(Stored data)
— Begin —
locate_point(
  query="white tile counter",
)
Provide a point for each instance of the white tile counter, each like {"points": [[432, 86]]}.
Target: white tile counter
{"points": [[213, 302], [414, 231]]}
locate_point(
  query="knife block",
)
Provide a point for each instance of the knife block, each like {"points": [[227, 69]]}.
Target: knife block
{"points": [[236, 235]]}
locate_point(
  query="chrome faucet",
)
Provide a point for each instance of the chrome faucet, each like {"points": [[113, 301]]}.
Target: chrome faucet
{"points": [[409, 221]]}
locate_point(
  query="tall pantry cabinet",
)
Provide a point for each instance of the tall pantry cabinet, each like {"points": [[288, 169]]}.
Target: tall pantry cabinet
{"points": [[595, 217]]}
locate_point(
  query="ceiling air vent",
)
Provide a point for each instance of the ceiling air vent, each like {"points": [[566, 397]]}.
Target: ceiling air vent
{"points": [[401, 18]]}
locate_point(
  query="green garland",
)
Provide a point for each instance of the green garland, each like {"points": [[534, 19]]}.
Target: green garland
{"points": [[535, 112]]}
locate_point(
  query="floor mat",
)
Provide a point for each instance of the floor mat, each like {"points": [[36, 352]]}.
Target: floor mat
— End —
▶ _THE EXERCISE_
Restate each of the entries above verbatim.

▶ _EXERCISE SOLUTION_
locate_point(
  query="white tile counter",
)
Provide a point for each instance of the white tile counter, each like {"points": [[432, 86]]}.
Target: white tile counter
{"points": [[213, 302], [414, 231]]}
locate_point(
  query="knife block",
)
Provide a point for each instance of the knife block, each like {"points": [[227, 69]]}.
Target: knife block
{"points": [[236, 235]]}
locate_point(
  query="chrome faucet",
)
Provide a point for each instance of the chrome faucet, each like {"points": [[113, 301]]}.
Target: chrome faucet
{"points": [[409, 221]]}
locate_point(
  query="tall pantry cabinet",
)
Provide a point for each instance of the tall pantry cabinet, each like {"points": [[288, 169]]}.
Target: tall pantry cabinet
{"points": [[595, 217]]}
locate_point(
  query="ceiling air vent",
)
Provide a point for each instance of the ceiling air vent, each like {"points": [[566, 397]]}.
Target: ceiling air vent
{"points": [[401, 18]]}
locate_point(
  query="green garland",
)
Provide a point for each instance of the green garland, each like {"points": [[534, 19]]}.
Target: green garland
{"points": [[535, 112]]}
locate_point(
  query="floor mat",
)
Provide a point for each instance of the floor mat, each like {"points": [[36, 352]]}.
Target: floor mat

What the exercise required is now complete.